## Aim
Please pick out every line in the data below that contains the word "wheel" and copy each one.

## Object pointing dataset rows

══════════════════════════════

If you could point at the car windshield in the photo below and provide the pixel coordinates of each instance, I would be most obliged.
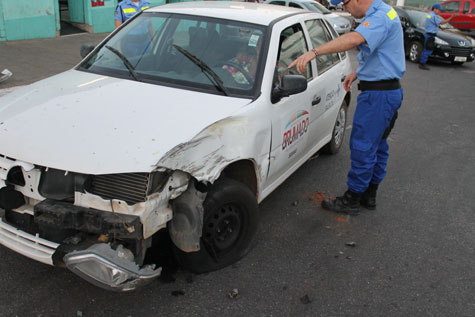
(197, 53)
(317, 7)
(418, 18)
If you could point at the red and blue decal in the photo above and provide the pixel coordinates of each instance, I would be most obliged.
(295, 128)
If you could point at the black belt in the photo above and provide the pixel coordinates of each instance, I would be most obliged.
(389, 84)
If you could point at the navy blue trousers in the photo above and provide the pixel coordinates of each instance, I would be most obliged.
(426, 52)
(369, 150)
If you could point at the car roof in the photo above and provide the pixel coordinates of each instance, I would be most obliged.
(256, 13)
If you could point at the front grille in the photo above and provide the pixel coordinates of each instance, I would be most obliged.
(460, 51)
(130, 187)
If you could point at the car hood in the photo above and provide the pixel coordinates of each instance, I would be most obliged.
(454, 37)
(88, 123)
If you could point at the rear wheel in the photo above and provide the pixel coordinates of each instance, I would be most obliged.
(229, 223)
(338, 132)
(415, 51)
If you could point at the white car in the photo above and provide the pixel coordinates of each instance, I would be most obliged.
(165, 128)
(340, 24)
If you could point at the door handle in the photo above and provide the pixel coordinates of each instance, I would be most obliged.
(316, 101)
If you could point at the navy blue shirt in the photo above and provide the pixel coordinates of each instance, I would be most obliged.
(432, 23)
(382, 56)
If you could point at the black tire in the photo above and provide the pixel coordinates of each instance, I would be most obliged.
(415, 51)
(338, 132)
(230, 222)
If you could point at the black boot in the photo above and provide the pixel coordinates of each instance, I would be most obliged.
(368, 199)
(349, 203)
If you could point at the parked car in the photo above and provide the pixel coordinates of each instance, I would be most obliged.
(340, 24)
(450, 44)
(466, 11)
(166, 129)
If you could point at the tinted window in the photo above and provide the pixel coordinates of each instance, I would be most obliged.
(453, 6)
(335, 35)
(292, 45)
(319, 35)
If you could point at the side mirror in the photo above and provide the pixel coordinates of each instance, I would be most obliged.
(291, 85)
(86, 49)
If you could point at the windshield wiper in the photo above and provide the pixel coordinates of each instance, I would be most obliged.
(124, 60)
(205, 68)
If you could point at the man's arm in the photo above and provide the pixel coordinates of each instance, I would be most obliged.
(340, 44)
(449, 18)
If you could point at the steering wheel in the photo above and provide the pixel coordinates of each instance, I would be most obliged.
(238, 67)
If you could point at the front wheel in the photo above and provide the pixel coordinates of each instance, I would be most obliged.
(230, 222)
(415, 51)
(338, 132)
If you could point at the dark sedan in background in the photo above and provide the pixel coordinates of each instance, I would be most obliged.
(450, 44)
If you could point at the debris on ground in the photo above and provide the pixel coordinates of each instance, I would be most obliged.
(178, 292)
(318, 197)
(234, 293)
(342, 219)
(305, 300)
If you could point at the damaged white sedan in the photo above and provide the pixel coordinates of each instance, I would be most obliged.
(180, 122)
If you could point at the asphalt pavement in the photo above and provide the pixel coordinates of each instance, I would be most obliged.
(413, 256)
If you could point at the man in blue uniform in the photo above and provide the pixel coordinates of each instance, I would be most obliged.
(381, 65)
(127, 9)
(432, 27)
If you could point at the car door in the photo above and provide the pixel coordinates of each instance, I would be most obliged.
(327, 84)
(291, 139)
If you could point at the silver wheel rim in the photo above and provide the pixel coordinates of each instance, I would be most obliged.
(413, 54)
(339, 127)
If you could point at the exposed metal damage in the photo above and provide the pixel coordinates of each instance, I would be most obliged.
(102, 239)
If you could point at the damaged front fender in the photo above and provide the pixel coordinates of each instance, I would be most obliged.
(187, 224)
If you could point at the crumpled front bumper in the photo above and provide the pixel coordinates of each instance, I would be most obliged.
(99, 264)
(110, 269)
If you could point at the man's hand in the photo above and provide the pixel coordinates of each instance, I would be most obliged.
(302, 61)
(349, 80)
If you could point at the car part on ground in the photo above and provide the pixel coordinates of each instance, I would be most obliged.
(5, 74)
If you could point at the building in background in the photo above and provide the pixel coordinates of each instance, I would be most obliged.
(30, 19)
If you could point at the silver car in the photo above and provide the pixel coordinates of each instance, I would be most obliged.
(340, 24)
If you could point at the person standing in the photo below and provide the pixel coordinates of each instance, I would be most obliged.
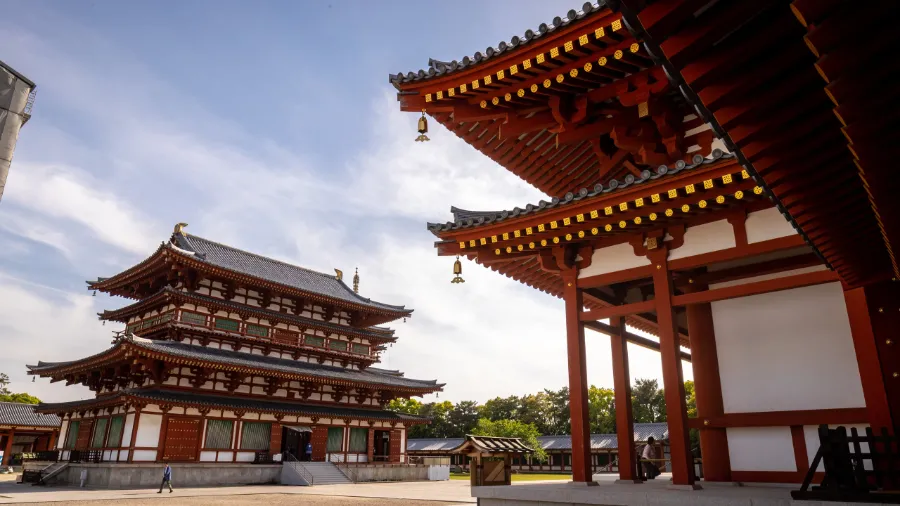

══════════════════════════════

## Answer below
If you could point at the rear wheel in the photo above and provide the pixel coordinates of each instance, I would be most obliged.
If you could point at the steering wheel in the photo above and provide the pixel coordinates of each instance, I would be most obliged.
If you could point at the front wheel in the photo above and provide the pixel coordinates of each instance, I would be most obliged.
If you could point at the silver wheel rim in the photo above and provide the pixel coordinates of each instance, I would be most obliged.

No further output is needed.